- _Problem details_:
Copy the rows from the start through the line containing "239], [874, 217]]", including the requests, and add -89 to every coordinate in the answers. Leave the pictures out.

Dataset rows on where objects appear
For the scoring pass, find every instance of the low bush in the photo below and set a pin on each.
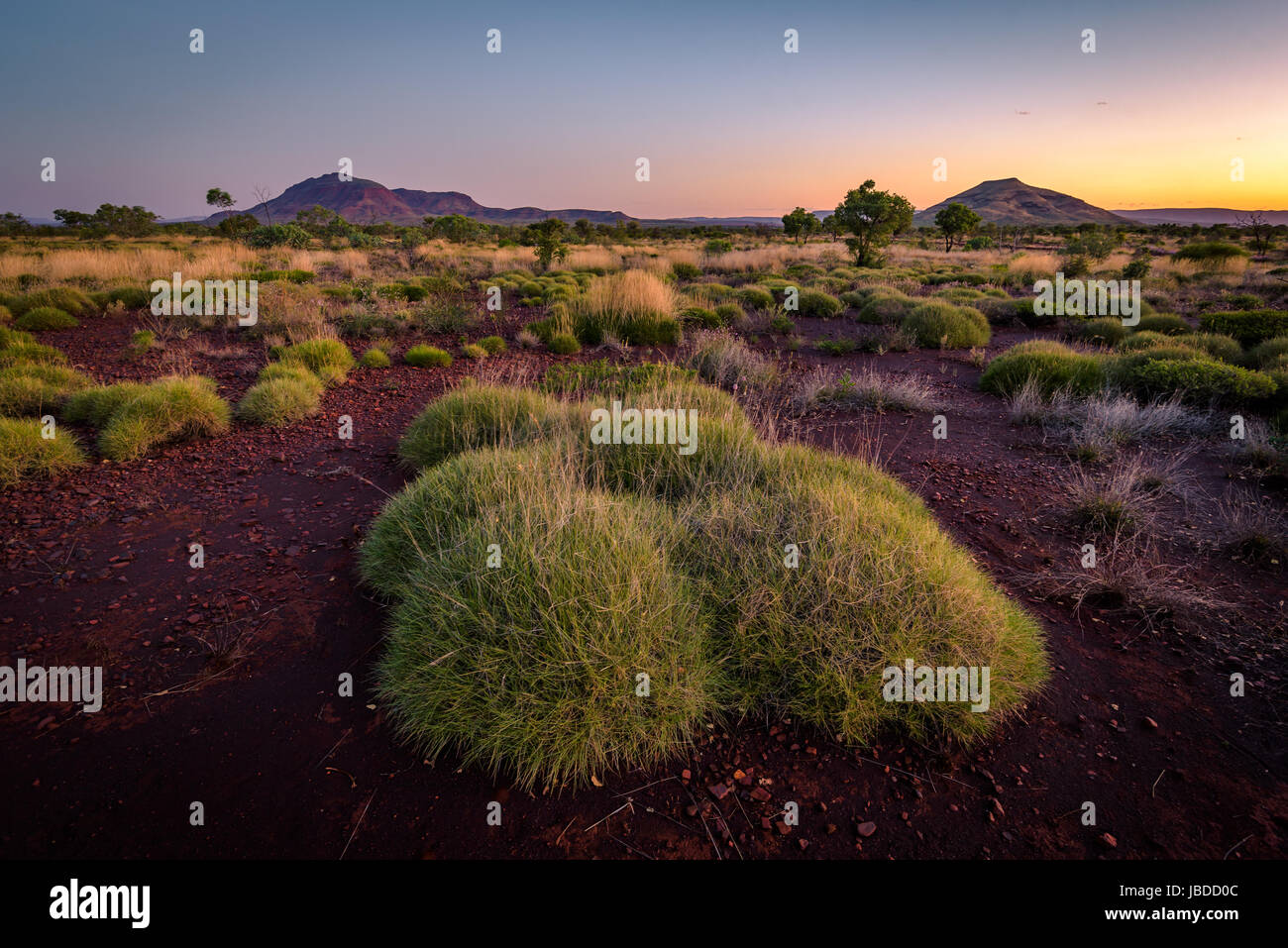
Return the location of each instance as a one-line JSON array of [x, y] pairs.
[[1199, 381], [26, 455], [426, 356], [329, 360], [134, 417], [284, 393], [815, 303], [1164, 324], [1247, 326], [1050, 365], [477, 416], [939, 324], [33, 388], [565, 344], [46, 318], [1106, 330]]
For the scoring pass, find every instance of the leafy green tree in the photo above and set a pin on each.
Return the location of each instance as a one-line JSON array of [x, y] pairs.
[[220, 198], [72, 219], [128, 222], [956, 219], [1091, 243], [800, 224], [237, 226], [12, 224], [548, 239], [874, 217]]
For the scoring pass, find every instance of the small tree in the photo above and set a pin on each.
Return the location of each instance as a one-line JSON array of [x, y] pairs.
[[800, 224], [220, 198], [874, 217], [1260, 231], [548, 237], [956, 219]]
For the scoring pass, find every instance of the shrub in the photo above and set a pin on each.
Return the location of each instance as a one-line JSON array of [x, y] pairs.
[[142, 342], [725, 360], [43, 318], [129, 296], [1248, 326], [604, 377], [1199, 381], [944, 325], [728, 313], [283, 394], [632, 305], [94, 406], [329, 360], [524, 665], [755, 298], [782, 325], [1210, 253], [1267, 352], [836, 347], [477, 416], [426, 356], [33, 388], [565, 344], [27, 455], [700, 316], [64, 298], [1214, 344], [1106, 330], [136, 417], [816, 303], [1050, 365], [1166, 324]]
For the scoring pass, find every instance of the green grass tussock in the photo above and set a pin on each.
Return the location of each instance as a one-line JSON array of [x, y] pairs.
[[26, 455], [536, 575]]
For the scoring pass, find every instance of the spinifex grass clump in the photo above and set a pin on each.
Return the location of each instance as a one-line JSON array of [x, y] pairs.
[[632, 305], [329, 360], [136, 417], [26, 454], [286, 391], [567, 605], [34, 388]]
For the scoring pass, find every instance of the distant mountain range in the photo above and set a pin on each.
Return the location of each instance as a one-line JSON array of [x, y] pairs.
[[1005, 201], [1198, 215], [1012, 201], [362, 201]]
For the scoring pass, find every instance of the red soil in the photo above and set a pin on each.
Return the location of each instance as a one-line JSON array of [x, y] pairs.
[[222, 683]]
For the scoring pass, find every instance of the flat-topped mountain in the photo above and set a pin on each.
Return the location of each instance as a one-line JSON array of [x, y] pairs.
[[1012, 201], [364, 201]]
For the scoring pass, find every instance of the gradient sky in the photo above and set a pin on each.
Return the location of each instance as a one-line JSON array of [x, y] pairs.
[[730, 124]]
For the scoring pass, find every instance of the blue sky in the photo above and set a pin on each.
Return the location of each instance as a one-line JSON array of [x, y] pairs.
[[729, 121]]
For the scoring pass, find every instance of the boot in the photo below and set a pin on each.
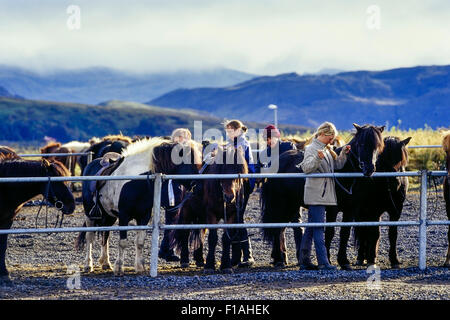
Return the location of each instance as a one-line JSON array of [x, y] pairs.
[[305, 260], [247, 253]]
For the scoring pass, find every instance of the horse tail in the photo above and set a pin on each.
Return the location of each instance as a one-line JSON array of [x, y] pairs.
[[80, 242]]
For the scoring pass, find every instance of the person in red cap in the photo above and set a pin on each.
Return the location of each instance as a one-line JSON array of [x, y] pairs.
[[275, 147]]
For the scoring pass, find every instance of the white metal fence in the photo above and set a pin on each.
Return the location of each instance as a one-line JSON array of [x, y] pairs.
[[156, 227]]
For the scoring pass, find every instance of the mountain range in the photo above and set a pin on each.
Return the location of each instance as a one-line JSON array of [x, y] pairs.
[[29, 121], [404, 97], [98, 84]]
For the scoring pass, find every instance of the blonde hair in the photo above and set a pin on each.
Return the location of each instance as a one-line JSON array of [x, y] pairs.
[[327, 129], [235, 124], [181, 132]]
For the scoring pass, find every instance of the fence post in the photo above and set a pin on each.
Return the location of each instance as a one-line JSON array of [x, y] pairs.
[[423, 221], [89, 158], [155, 224]]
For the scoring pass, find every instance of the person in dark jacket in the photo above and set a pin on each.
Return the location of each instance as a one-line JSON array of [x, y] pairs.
[[236, 130], [274, 148]]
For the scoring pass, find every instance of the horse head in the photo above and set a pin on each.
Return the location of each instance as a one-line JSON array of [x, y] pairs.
[[176, 158], [231, 161], [58, 192], [366, 145], [394, 155]]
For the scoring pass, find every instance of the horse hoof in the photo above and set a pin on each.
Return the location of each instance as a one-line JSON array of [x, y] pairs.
[[227, 271], [5, 281], [200, 263], [208, 271], [88, 269], [106, 267], [359, 263], [346, 267]]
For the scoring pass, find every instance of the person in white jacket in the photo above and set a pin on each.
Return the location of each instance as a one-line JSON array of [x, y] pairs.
[[319, 192]]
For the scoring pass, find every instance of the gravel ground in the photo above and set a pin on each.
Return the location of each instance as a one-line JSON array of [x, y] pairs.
[[40, 265]]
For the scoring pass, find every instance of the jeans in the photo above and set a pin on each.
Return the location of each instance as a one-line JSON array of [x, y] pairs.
[[315, 214]]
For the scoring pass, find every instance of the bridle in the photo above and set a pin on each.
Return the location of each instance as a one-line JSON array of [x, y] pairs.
[[57, 203]]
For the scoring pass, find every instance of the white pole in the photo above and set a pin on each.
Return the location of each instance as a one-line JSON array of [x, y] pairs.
[[276, 118], [423, 222], [156, 221]]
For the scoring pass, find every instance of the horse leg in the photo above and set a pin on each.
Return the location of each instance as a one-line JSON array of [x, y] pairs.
[[393, 255], [4, 275], [198, 256], [447, 260], [344, 235], [331, 215], [225, 264], [276, 247], [104, 254], [298, 236], [139, 261], [123, 244], [90, 236], [283, 247], [210, 259], [184, 240]]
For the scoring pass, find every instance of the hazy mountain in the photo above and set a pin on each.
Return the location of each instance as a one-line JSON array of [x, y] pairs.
[[410, 96], [94, 85], [31, 120], [6, 93]]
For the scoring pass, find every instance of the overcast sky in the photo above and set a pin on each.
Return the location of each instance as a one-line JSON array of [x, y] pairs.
[[257, 36]]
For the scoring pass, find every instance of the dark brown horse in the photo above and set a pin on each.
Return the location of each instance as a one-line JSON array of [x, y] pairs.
[[211, 201], [4, 150], [110, 143], [68, 161], [13, 195], [384, 194], [446, 146]]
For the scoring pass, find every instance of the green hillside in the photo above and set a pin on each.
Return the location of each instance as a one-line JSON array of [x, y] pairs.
[[31, 120]]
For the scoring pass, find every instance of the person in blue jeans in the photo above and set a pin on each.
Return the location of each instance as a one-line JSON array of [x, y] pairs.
[[319, 192], [236, 130]]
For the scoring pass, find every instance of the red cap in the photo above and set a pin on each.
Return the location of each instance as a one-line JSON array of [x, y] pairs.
[[271, 130]]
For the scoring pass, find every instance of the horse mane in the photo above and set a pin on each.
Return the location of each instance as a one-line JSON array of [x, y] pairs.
[[116, 137], [391, 143], [49, 146], [367, 135], [77, 146], [8, 152], [13, 167], [446, 140]]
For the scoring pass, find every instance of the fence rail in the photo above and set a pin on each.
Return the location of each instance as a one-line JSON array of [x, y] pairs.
[[156, 227]]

- _Complete output_:
For the scoring pass, find every instance of the low bush in the photo below and set a pin on each.
Return the location of each instance as a one-line JSON array of [x, y] pairs.
[[1110, 292], [-63, 366], [337, 267], [240, 271], [45, 328], [195, 304], [726, 214], [1075, 235], [1158, 237], [961, 276], [388, 327], [850, 235], [-56, 299], [476, 255], [-43, 229], [1017, 241]]
For the scoring pass, find every instance of the leafy green tree in the photo above and set a pin on each.
Return the location of each instance as a one-line JSON array of [x, y] pairs.
[[131, 109], [-17, 130], [39, 133], [867, 130], [1002, 154], [711, 135], [148, 137], [-77, 135], [459, 150], [785, 128]]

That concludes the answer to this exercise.